• _The task_
Give the lines again, unchanged, starting with the line containing "of the festival" and ending with the last line of the data below.

** Opening Extracted material block **

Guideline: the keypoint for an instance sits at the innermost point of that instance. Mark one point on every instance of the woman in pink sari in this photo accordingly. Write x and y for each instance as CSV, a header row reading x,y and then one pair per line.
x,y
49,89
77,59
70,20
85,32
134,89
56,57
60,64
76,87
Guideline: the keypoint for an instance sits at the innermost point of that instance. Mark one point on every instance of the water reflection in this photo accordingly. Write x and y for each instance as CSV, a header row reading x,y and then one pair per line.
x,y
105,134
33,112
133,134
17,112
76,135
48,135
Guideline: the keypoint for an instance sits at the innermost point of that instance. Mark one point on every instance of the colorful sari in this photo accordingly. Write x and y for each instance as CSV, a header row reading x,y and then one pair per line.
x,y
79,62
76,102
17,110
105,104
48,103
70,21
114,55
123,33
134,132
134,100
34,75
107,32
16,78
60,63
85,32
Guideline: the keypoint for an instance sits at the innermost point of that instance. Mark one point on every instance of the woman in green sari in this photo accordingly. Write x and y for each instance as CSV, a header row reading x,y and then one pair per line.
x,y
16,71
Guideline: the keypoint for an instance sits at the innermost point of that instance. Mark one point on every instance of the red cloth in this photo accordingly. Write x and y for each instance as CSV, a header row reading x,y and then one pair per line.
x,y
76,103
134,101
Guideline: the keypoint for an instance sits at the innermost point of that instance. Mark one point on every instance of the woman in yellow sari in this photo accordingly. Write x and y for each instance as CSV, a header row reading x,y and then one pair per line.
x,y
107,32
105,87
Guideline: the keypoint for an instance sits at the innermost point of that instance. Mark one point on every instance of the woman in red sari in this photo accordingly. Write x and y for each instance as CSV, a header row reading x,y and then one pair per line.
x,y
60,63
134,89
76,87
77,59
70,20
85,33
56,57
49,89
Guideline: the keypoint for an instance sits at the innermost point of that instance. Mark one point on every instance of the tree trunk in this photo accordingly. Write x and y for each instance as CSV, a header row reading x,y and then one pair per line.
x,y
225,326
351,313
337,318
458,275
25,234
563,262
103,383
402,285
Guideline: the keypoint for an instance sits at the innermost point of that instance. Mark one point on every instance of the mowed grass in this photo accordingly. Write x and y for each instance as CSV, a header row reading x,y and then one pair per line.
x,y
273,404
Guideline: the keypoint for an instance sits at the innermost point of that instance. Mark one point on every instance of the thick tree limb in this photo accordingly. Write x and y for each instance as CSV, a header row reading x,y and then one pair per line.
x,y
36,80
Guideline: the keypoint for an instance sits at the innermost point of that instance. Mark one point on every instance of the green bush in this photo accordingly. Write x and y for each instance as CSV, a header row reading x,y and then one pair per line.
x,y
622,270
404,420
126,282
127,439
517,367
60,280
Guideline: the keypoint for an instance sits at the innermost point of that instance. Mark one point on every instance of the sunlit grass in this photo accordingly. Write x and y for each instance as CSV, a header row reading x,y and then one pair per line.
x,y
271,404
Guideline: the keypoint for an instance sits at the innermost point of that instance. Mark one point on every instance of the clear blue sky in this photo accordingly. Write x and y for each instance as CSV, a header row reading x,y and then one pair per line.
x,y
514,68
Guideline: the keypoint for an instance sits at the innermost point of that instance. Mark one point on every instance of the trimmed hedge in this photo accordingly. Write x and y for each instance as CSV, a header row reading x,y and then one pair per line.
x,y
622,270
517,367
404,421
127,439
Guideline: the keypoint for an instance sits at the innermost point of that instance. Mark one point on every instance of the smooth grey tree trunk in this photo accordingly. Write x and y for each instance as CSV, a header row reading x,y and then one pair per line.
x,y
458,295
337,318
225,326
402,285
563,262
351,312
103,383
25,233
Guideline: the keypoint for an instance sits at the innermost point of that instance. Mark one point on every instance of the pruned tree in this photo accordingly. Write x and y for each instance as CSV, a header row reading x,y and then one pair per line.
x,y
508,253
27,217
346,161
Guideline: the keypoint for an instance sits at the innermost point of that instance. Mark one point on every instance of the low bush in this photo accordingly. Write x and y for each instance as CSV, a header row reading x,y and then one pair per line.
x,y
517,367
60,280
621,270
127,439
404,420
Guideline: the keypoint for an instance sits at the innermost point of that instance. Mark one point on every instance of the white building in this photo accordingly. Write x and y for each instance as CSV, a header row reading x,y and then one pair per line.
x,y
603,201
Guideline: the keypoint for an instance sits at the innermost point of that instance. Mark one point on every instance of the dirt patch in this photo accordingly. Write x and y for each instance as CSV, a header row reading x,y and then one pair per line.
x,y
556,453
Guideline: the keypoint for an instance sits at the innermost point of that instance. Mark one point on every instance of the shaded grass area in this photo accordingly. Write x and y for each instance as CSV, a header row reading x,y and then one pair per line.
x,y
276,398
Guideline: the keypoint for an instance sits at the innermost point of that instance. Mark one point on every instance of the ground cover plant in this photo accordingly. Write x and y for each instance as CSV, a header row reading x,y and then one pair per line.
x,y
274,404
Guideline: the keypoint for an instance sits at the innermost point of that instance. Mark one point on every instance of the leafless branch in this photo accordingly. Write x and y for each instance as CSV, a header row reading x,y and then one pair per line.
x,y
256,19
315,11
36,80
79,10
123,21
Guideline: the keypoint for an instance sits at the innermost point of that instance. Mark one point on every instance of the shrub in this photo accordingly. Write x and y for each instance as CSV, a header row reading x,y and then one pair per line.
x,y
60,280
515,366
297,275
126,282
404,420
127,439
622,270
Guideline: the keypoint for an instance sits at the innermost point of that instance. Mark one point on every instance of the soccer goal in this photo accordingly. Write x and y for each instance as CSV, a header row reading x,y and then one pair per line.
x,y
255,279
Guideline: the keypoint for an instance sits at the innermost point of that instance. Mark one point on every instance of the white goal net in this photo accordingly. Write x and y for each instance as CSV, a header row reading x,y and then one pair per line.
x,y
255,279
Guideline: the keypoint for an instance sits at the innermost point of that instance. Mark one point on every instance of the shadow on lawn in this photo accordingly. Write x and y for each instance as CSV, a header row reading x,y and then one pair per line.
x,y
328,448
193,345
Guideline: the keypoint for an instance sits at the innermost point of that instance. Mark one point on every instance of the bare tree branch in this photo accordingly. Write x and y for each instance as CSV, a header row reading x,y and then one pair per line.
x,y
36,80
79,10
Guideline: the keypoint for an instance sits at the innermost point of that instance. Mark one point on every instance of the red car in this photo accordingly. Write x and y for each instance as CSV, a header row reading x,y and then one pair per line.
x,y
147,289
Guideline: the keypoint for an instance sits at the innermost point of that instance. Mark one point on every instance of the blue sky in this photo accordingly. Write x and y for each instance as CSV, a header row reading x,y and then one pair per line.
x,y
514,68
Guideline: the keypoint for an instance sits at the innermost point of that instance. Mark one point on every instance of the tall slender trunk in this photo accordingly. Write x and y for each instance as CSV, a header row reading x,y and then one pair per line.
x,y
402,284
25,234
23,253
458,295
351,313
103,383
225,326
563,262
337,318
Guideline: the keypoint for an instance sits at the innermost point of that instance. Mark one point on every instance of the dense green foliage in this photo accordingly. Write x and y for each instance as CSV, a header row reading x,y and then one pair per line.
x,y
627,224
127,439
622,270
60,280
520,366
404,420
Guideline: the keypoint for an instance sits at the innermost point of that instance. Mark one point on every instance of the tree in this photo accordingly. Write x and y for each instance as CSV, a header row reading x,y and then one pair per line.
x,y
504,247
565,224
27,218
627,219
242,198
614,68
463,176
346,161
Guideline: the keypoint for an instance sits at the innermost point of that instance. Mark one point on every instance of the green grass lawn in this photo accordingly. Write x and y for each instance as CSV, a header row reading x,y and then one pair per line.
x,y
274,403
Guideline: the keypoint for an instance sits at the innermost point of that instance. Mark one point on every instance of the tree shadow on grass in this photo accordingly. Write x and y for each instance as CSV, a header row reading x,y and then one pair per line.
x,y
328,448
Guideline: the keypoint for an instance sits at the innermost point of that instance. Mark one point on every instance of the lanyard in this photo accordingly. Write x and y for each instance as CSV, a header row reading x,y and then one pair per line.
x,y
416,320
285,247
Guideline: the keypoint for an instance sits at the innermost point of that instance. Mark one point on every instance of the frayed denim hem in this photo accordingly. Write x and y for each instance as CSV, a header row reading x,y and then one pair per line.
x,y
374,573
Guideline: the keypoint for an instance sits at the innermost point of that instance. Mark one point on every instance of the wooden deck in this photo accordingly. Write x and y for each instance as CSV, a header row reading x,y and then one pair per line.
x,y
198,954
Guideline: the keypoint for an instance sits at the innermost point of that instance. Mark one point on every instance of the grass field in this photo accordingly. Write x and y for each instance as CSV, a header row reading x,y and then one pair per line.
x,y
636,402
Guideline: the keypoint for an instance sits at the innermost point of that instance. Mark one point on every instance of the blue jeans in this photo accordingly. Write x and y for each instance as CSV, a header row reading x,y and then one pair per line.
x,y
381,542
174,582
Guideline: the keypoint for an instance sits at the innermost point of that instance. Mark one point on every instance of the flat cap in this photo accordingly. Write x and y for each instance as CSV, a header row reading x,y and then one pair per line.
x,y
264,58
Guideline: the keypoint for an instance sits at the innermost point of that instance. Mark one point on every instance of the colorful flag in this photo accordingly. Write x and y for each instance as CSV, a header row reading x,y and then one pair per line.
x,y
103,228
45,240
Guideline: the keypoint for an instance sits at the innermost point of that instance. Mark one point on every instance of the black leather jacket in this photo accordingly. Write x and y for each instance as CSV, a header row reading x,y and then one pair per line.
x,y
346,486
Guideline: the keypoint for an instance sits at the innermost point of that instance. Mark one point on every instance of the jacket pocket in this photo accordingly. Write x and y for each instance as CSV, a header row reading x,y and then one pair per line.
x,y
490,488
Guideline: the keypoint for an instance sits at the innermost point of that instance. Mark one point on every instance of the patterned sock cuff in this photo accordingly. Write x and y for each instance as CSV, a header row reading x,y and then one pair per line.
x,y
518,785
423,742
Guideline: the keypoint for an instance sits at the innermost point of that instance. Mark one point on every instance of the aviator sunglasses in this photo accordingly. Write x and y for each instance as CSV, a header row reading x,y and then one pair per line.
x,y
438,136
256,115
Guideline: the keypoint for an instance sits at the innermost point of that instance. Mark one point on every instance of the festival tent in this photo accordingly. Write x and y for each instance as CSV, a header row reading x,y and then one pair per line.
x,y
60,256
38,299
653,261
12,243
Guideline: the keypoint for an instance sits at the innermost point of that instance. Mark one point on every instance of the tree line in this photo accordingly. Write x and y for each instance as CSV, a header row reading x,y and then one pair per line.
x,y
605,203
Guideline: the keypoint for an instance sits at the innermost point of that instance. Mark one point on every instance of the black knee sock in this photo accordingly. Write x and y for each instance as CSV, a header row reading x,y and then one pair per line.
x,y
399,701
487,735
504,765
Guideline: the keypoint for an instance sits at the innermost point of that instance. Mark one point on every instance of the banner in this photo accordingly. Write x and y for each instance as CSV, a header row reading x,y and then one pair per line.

** Closing Extracted material block **

• _Solution to the exercise_
Guideline: the keypoint for an instance sits at the innermost point of that instance. Mark one point on every instance of the festival tent in this photo accordingly. Write x and y for each instance as CSV, a header row reading x,y and then one pair per line.
x,y
60,256
38,299
653,261
12,243
Guideline: the keypoint for an instance sits at the innermost point of that instance. Mark one point on every instance of the tree line in this photo accordingly. Write x and y for each instance as CSV, a header row reading x,y and then one pair per line.
x,y
605,203
Guideline: the keypoint for an instance sits at the innermost point of that instance. Mark one point on every instance of the black knee sock in this photo accordingly. Write x and y for each instance as CSV, a header row reading x,y and then one pair per line.
x,y
399,701
487,735
504,765
Guideline: the keypoint for an instance sits at the innermost point of that instance. Mark one point on every instance of the banner in this photo accordingly. Write x and y for each instance as CSV, a header row reading x,y and then one pair per line.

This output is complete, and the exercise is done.